VORLIEGENDER TEXTAUSZUG:
+--

Panoussis ging sogar noch einen Schritt weiter. Er behauptete, dass er von mindestens noch amtierenden SYRIZA-Parlamentariern sowie einem hochrangigen Parteifunktionär in Leib und Leben bedroht werde. Darüber, so Panoussis, sei Premierminister Alexis Tsipras von Anfang an informiert gewesen.

Parlamentsvizepräsident Giorgos Varemenos vom SYRIZA kommentierte als einer der ersten. Er befand, dass Panoussis Geschichte den gerade anlaufenden James-Bond-Film als Politthriller in den Schatten stellen würde. Allerdings habe er, Varemenos, keine Zeit für Thriller, denn er würde sich lieber mit handfesten Problemen beschäftigen.

Sein Parteigenosse Giannis Michelogiannakis hat dagegen ernsthafte Zweifel, ob nicht vielleicht doch Wahrheiten in Panoussis‘ Anschuldigungen stecken. Der SYRIZA-Parlamentarier Nikolaos Manios meint dagegen, dass Panoussis sich nur wichtig machen wolle. Regierungssprecherin Olga Gerovassili fand es dagegen höchst seltsam, dass Panoussis, als er Minister war, nicht zur Tat schritt.

Der ehemalige Minister hat dagegen für alles eine Erklärung. Er habe seit April die Polizeiführung und den Premier informiert, erklärt er. Weil so lange nichts geschehen sei, würde er nun an die Öffentlichkeit treten, weil nur dies ihn schützen könne. Auch über Facebook verbreitete er, dass nicht nur er selbst, sondern auch seine Familie in Gefahr sei.

Verbindung von griechischen Polizisten und Menschenhändlern?

Panoussis behauptet ferner, dass er zahlreiche Dokumente, Abhörprotokolle und Tonaufnahmen habe, welche seine Vorwürfe belegen würden. Er habe Kopien seiner Beweise bei einem Notar hinterlegt und bitte den Premier zu handeln. Panoussis unterließ es nicht, Tsipras dafür zu danken, "dass er mich im Januar ins Amt gerufen und später davon befreit hat". Letzteres sei geschehen, "um mich zu schützen", behauptet Panoussis.

+--

GEGEBENE INFORMATIONEN:
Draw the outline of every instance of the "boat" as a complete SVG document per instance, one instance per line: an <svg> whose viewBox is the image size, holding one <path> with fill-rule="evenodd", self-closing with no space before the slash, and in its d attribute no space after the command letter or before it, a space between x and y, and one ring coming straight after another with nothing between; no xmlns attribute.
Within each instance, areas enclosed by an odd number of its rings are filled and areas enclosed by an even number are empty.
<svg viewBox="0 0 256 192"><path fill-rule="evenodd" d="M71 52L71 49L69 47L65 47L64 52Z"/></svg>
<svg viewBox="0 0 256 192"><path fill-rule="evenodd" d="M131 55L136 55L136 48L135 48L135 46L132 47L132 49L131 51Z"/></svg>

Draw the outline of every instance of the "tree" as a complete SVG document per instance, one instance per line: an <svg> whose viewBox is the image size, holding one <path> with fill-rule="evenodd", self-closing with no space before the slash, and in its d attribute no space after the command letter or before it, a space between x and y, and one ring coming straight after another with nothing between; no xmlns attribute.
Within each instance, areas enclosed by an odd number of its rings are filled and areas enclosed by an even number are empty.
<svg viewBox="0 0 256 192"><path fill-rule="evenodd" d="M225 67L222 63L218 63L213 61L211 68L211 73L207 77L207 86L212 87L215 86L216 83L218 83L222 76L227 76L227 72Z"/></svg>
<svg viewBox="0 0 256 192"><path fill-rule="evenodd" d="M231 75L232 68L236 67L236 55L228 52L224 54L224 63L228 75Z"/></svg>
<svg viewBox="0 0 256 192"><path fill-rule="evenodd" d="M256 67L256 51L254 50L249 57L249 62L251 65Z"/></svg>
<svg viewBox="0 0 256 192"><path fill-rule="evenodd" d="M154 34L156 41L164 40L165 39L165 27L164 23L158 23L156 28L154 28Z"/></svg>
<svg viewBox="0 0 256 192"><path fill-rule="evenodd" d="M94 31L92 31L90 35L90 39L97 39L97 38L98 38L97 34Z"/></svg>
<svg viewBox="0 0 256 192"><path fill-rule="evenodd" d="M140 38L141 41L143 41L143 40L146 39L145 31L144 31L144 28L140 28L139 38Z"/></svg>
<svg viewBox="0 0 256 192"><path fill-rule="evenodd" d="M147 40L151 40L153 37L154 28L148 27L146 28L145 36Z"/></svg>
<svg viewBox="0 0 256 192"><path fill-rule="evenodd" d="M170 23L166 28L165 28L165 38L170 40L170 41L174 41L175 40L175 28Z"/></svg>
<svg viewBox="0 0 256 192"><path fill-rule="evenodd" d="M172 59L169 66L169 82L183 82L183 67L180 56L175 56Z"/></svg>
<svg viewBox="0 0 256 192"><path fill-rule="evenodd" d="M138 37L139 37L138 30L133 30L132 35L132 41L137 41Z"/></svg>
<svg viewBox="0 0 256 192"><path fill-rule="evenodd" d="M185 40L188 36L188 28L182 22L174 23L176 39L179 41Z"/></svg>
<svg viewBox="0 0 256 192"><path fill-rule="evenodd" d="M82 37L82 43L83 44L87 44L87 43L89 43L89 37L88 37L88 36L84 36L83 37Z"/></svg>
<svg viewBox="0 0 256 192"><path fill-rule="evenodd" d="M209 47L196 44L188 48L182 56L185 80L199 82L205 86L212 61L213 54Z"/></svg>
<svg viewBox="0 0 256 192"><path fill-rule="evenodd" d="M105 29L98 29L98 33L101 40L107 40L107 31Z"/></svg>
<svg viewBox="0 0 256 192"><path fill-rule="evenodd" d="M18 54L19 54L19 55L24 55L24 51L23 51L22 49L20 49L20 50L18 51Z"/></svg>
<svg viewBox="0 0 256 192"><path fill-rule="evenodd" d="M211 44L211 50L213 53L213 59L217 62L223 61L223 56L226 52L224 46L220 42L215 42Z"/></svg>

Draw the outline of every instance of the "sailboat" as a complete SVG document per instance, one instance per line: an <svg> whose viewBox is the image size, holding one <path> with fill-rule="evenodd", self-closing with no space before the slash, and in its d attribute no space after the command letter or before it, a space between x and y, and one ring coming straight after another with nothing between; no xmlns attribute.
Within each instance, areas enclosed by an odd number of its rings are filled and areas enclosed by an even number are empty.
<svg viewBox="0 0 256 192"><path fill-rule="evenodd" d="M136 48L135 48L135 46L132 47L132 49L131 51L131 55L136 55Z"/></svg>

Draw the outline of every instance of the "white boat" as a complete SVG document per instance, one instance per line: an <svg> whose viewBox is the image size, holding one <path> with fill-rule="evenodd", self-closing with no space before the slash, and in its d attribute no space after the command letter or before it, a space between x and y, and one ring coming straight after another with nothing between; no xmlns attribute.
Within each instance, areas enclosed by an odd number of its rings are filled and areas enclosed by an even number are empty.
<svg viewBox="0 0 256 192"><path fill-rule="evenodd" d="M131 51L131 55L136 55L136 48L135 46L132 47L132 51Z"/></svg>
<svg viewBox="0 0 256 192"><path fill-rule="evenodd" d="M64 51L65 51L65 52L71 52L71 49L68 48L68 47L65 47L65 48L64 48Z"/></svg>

+--

AUFGABE A: Nenne alle Personen, die im Textauszug außer Panoussis mit Namen genannt werden.
AUFGABE B: Gib aus dem Textauszug die Stelle wortgetreu aus, beginnend mit „Der ehemalige Minister“ und endend mit „Polizisten und Menschenhändlern?“.
Die Einträge sind eigenständiges Material und gehören nicht zum Textauszug.

ERGEBNIS A:
- Alexis Tsipras
- Giorgos Varemenos
- Giannis Michelogiannakis
- Nikolaos Manios
- Olga Gerovassili

ERGEBNIS B:
Der ehemalige Minister hat dagegen für alles eine Erklärung. Er habe seit April die Polizeiführung und den Premier informiert, erklärt er. Weil so lange nichts geschehen sei, würde er nun an die Öffentlichkeit treten, weil nur dies ihn schützen könne. Auch über Facebook verbreitete er, dass nicht nur er selbst, sondern auch seine Familie in Gefahr sei.

Verbindung von griechischen Polizisten und Menschenhändlern?